Like a black and white photo that in color lies inept,  Creates a dichotomy between simplicity and depth,  I reach my conclusions to questions never asked.

Then comes the evening and the sky fills with color,  My busy mind spreads into the pinks, reds and yellows,  And the answers that filled my head with sweet sound,  Become questions again as I turn them around.

As the sun falls low and sinks into the night,  Things begin returning to black and white,  The complexities of the day stick in my soul,  As the blunders and mistakes regain their control.

But than without fail comes the very next morning,  My soul arrives giving my ego no warning,  I get lost in the moment that always is new,  And changes everything, when all things turn blue.

~Cynthia   9/9/9

I wrote this one very early fall morning after a night of worrying what would happen to my mom who suffers from dementia. I sat outside looking into that meager place between night and morning. I think sometimes that if our days had no end we would be doomed as a society.  How often do we go to bed feeling drained of most of our hope and all that we are?  Only to wake feeling renewed as if some magical answer were planted in our brains overnight, even though all things remain the same.

Anxiety seems to be spreading like the black plague.  I don’t know too many people who do not get occasional bouts of it.  Like a thief it knocks us down and steals our courage in a split second sending us into a panic as if we don’t have enough of anything, including air.  The similarities to the great depression of the 1930’s are striking, however there is one difference.  The general population was not swimming in the sea of credit card debt.

Paper or Plastic?

This option seems to quickly becoming a thing of the past.  Looking back, the 1980’s were very similar to the “roaring twenties” just before the great depression.  The behavior in the 80’s seemed to be about spend, spend, spend.  We spent everything we had, and when we did not have anymore to spend we used plastic. It gave us instant credit, instant satisfaction and allowed us to begin to borrow from an uncertain future and between 1980 and 1987 consumer debt doubled in this country and most of that debt was on credit cards.  It seemed to net a time of reckless behavior and poor financial choices.  The bar was being raised and we kept bending over backwards until we could no longer slide under the falling economy.  But it was not just the rate at which we were spending money that changed.  Our society and relationships began to become temporary and plastic much in the same way.  Generally speaking it seemed to be a point in time of rash behavior and just like the 1920’s we began to find ourselves diseased and spent.  It is interesting when we look at societal changes such as marriage rates, which rose sharply just after the great depression until around 1945 when the rate of marriage began to fall and divorce began rising. The trend continues, we are marrying less but divorcing more.

☆ ☆ ☆ ☆ ☆ ☆ ☆

■ **TASKS TO CARRY OUT**:
[1] Reproduce word for word the part of the reflective piece on anxiety and debt that opens with the words containing "Then comes the" and closes with "things turn blue.".
[2] Write the next part of the reflective piece on anxiety and debt, continuing on from its final sentence.
The records that come next have no connection to the text above.

☆ ☆ ☆ ☆ ☆ ☆ ☆

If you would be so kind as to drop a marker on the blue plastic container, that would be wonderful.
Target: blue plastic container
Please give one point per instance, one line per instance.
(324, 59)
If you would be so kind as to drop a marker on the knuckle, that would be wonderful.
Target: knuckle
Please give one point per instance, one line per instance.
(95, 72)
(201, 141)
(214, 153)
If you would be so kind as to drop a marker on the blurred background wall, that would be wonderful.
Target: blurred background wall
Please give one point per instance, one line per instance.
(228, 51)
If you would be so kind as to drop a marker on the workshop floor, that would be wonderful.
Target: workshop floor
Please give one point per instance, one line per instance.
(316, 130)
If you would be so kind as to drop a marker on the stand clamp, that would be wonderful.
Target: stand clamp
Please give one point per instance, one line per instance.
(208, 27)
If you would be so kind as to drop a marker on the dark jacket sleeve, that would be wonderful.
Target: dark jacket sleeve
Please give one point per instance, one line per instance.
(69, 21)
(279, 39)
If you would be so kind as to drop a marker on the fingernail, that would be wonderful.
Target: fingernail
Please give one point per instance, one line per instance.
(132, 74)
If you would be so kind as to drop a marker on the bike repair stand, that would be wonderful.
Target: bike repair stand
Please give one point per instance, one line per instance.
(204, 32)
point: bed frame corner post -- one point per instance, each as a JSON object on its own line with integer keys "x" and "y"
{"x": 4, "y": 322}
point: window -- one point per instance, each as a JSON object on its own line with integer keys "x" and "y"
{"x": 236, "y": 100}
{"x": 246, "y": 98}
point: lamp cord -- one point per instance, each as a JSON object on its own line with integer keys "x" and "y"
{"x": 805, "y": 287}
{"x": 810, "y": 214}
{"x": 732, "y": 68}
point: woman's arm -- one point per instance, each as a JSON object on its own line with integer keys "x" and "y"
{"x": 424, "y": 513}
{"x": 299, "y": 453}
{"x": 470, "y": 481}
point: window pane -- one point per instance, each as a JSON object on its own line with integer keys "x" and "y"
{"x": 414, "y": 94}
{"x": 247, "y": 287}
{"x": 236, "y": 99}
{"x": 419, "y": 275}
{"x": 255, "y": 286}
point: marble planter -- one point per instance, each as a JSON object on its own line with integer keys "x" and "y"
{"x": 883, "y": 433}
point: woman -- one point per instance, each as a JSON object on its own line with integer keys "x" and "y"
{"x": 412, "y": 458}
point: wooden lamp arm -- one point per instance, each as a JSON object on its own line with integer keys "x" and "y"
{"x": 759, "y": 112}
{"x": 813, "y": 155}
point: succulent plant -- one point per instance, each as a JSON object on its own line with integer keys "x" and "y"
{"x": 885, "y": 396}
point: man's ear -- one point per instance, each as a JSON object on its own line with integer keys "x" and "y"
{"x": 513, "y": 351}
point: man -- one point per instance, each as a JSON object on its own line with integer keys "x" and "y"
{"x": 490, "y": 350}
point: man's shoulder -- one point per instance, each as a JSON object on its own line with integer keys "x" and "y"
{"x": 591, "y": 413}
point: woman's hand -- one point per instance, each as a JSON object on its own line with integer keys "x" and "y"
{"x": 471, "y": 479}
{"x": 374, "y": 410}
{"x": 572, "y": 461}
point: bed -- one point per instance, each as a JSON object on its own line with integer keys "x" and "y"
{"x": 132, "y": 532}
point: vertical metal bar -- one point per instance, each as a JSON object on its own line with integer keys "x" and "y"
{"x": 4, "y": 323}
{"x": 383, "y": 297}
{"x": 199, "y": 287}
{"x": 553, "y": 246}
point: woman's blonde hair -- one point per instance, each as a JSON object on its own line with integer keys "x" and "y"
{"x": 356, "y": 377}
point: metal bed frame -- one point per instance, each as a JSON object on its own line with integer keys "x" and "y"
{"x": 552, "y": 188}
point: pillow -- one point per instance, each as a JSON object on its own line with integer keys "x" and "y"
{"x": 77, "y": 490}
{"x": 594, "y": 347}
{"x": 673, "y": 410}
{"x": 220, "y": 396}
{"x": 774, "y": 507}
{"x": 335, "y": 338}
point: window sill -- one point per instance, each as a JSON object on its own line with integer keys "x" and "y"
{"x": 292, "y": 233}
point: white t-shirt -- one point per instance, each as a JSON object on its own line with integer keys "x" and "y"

☆ ☆ ☆ ☆ ☆ ☆ ☆

■ **ANSWERS BELOW**:
[1]
Then comes the evening and the sky fills with color,  My busy mind spreads into the pinks, reds and yellows,  And the answers that filled my head with sweet sound,  Become questions again as I turn them around.

As the sun falls low and sinks into the night,  Things begin returning to black and white,  The complexities of the day stick in my soul,  As the blunders and mistakes regain their control.

But than without fail comes the very next morning,  My soul arrives giving my ego no warning,  I get lost in the moment that always is new,  And changes everything, when all things turn blue.

[2]
Every thing seems to be disposable if we break a nail we glue a plastic one back on, we swill water from plastic bottles than toss them we will worry about where they go when they begin to fill the seashores I suppose.  What story is this telling us about ourselves?   It seems as though we have painted the future with watercolors while standing in the rain.  I can hope this marks a point in history when someone somewhere in the future will make a note that this is where things began to change.  People realized they can’t eat money and their life is not a quota needing to be met.  Our credit score does not score points with those we love.   But for now we find ourselves like that place in the movie when you know something is about to happen, and, such is our anxiety.  But as real as the movie seems when you are watching it, you leave the theatre and everything changes as you walk out into the light.  And so, on those long nights when all things seem so black and white – go into the place just before new where all of your worries fade into the blue.